提示文:

一方,相手のジャン=ピエール・ダルッサン(サン・ジャックへの道」、「キリマンジェロの雪」、「画家と庭師とカンパーニュ」、「ルアーブルの靴磨き」)は、顔つきがそもそも喜劇役者!だから、いるだけでおかしいのだ。こういう味を出せる俳優は貴重な存在。

娘も息子も巣立ち、夫婦二人だけで、田舎で食用牛を育てながらゆったりとした生活なのだが、やはり単調だけに、ふとしたことで、特に女房の心に寂しさのようなものが芽生える。ふとしたことというのが、隣の家で若いパリジャンたちのダンス・パーティーに誘われ、知り合った若いパリジャンにほのかな恋心。最近胸に出来た湿疹治療ということにして、ここから舞台はパリに移る。

確認用データ:
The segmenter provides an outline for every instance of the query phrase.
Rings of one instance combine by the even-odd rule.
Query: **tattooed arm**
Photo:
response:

==

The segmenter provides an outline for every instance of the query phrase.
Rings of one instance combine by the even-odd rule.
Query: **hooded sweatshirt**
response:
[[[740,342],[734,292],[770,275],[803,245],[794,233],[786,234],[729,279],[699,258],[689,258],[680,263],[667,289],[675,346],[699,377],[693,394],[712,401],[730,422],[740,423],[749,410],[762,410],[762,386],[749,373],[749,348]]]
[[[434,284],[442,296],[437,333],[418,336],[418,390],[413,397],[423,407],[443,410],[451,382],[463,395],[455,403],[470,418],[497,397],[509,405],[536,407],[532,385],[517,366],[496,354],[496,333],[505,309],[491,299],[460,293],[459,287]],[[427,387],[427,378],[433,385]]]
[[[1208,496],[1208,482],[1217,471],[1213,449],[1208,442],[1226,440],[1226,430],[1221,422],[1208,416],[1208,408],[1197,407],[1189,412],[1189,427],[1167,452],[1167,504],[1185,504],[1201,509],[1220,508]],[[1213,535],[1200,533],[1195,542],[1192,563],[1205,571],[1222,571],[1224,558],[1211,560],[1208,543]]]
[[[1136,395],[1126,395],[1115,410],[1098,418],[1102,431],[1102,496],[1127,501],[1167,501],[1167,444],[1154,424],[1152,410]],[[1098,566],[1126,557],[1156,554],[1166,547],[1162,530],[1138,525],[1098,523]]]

課題項目: 田舎で牛を育てる夫婦を描いた映画の紹介文について、「ここから舞台はパリに移る。」の後に続く文章を書いてもらえますか。

課題への回答:
心配のあまり、女房を追ってパリへ車で密かに駆けつける亭主が見たものとは。ショックも失意もあったけど、逆に軽業師を目指す一人息子が、予想外に素晴らしい演技を習得している現場を見て、心なごませる場面がよかった!

傷心の思いで自宅に戻った亭主を使用人が慰める場面も素晴らしい。「奥さんだって、あなたが浮気した時、同じように実は後をつけたんですよ!」と。

パリから戻った女房と、当たり障りのない、ちょっとぎこちない会話をしながら、お互いに自分にはやはりこの人しかいないんだ、とシャロレ牛のつがいにたとえて確認し合う二人。そして、パリでかりそめの恋人だったデンマーク人が皮膚病にいいからと勧めた死海への旅行に出かけ、真っ青な空の下、ボワーっとした砂漠を背景に、死海にプカプカ浮かぶ二人、やがてその姿が一つになったところで-FIN-。

なお、重要な場面で何度も流れる歌は、サッシャ・ディステルで有名になったLa Belle Vie。後に英語タイトル、The Good Lifeとして、トニー・ベネットジュリー・ロンドンがカバーしている。

終映後にフィトゥッシ監督が登場、観客と質疑などが行われた。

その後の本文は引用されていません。